__Task directions__
Each line from the one that has "Mark the stack" through the end of the entries below must be written out exactly; leave out all other lines.

─── Record excerpts

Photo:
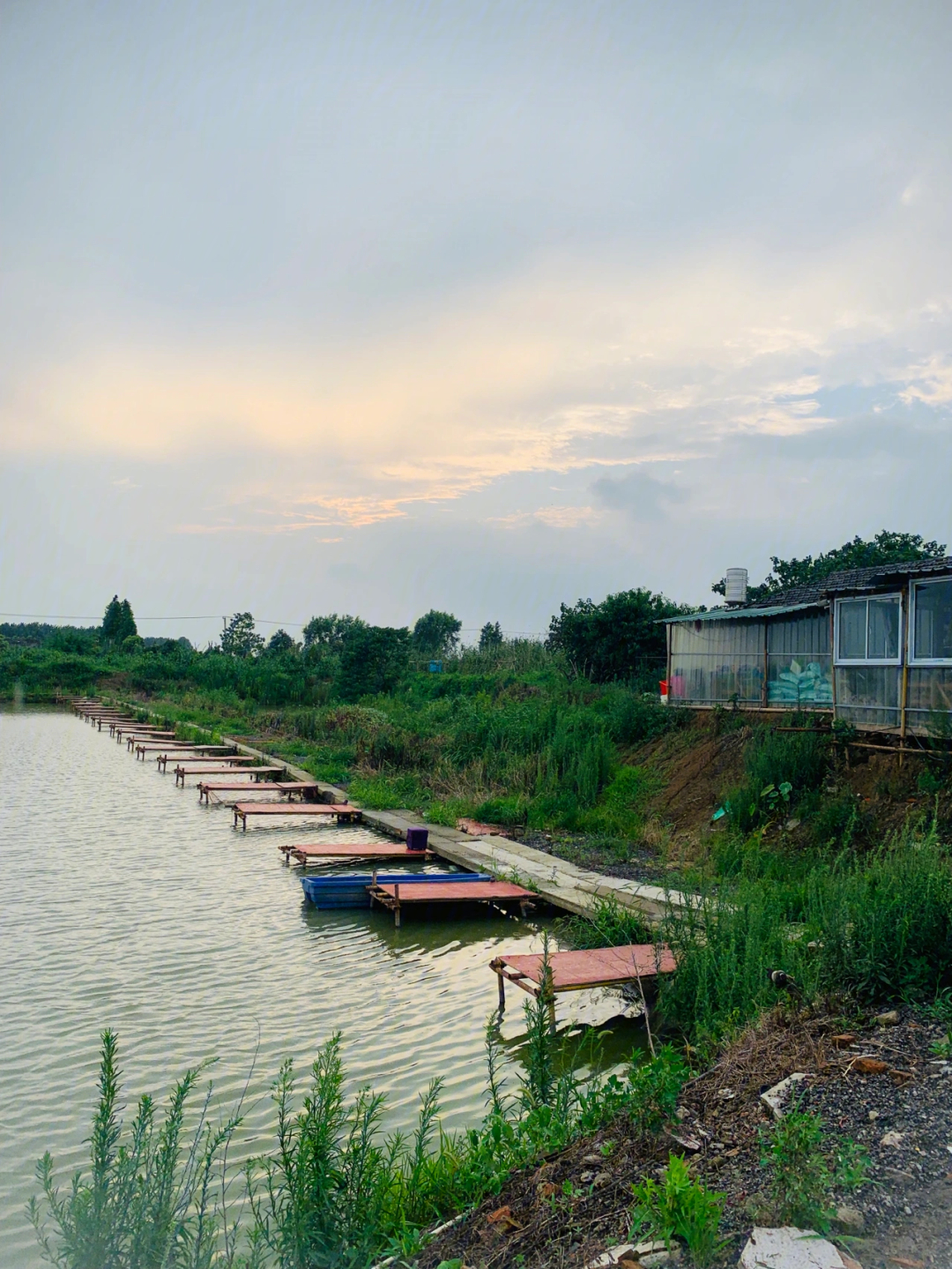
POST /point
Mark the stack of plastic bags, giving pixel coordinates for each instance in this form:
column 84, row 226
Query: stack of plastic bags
column 798, row 685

──────

__Exercise answer__
Mark the stack of plastic bags, giving pixel coordinates for each instance in this form:
column 84, row 226
Query: stack of plastic bags
column 798, row 685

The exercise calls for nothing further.